Written instruction
Write out each of the rows below without changing a single word.

(Rows contained in a dataset)
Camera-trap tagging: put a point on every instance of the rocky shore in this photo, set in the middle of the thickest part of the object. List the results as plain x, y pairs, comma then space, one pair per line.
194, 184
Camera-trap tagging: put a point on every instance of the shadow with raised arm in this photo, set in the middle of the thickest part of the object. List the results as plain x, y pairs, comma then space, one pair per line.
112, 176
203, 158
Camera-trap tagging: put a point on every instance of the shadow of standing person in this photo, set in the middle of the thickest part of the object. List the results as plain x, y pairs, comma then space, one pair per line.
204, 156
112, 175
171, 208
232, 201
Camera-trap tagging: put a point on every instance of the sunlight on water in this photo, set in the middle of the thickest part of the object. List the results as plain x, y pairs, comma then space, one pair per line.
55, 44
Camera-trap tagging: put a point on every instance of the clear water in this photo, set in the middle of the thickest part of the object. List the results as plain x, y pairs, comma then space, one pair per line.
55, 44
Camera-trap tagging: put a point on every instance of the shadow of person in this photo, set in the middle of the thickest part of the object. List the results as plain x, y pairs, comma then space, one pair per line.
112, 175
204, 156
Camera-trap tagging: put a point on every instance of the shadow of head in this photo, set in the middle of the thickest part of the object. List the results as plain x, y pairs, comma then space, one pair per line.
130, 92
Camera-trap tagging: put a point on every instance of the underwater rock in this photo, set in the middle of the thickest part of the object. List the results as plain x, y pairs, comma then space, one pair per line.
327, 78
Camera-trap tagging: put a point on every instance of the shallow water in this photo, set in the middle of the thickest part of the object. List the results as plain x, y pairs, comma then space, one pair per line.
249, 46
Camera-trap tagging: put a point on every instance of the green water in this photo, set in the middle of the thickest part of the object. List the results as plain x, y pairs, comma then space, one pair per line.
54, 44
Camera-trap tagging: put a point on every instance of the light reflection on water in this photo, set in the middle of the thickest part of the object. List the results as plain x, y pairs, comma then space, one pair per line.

Complete response
Camera-trap tagging: put a point on every instance of the rocky shore in this photo, set in the middle of the thickest part of the object. List the results as plain x, y pairs, comma then space, one pair per line.
194, 184
Camera-trap tagging: put a point on every instance of the shadow with raised arm in this photo, set in the middle of the thickest part of the object. List the results as plain x, y pairs, comma then space, one pair per line.
112, 176
203, 158
Camera-trap tagging: put a point on every instance of the shadow of standing person in this photo, set in the middle of the thickest part of the object. List the results as plain x, y pairs, comma then space, one pair per line.
204, 156
112, 175
171, 208
232, 201
Camera-trap tagging: put a point on every instance of the sunlight on water in this photo, set in the middle of the thickest part of the object. List the results as plain x, y pairs, comma then space, one pair per line.
55, 44
Camera-trap tagging: put a point on every instance of the clear water in this photo, set in the middle of the thickest part of the object. List the results as plain x, y pairs, comma then space, one pair per line.
55, 44
Camera-trap tagging: put a point on every instance of the shadow of person in this photo, set in the middle of the thickest part of the object. List the results as plain x, y pairs, comma then space, one pair per line.
112, 175
204, 156
Camera-trap tagging: put a point on every instance of the shadow of head in this photo, set in the middle of the thickest part of the object. List the results as plain x, y pairs, comma then space, one pair per line.
130, 92
Camera-trap tagging: put a point on every instance of the underwater rock in this photo, set in the middle of the thickest part of the object. List the results as plain x, y pairs, comma then space, one pair per line.
327, 78
Camera-trap tagging: put a point on every instance of the shallow water in this photo, set in the middle of the thickest part of the object. List the results as plain x, y pairs, comma then space, one pair per line.
249, 46
Camera-trap tagging: put a point on every instance of the green water in this photo, set in the middle of the thickest part of the object. List the results as plain x, y pairs, comma then space, one pair per line.
54, 44
Camera-trap tagging: put a point on every instance of the light reflection on water in this photo, set in the middle of the thickest part of the object. List the results as plain x, y pairs, comma then space, one pair per line.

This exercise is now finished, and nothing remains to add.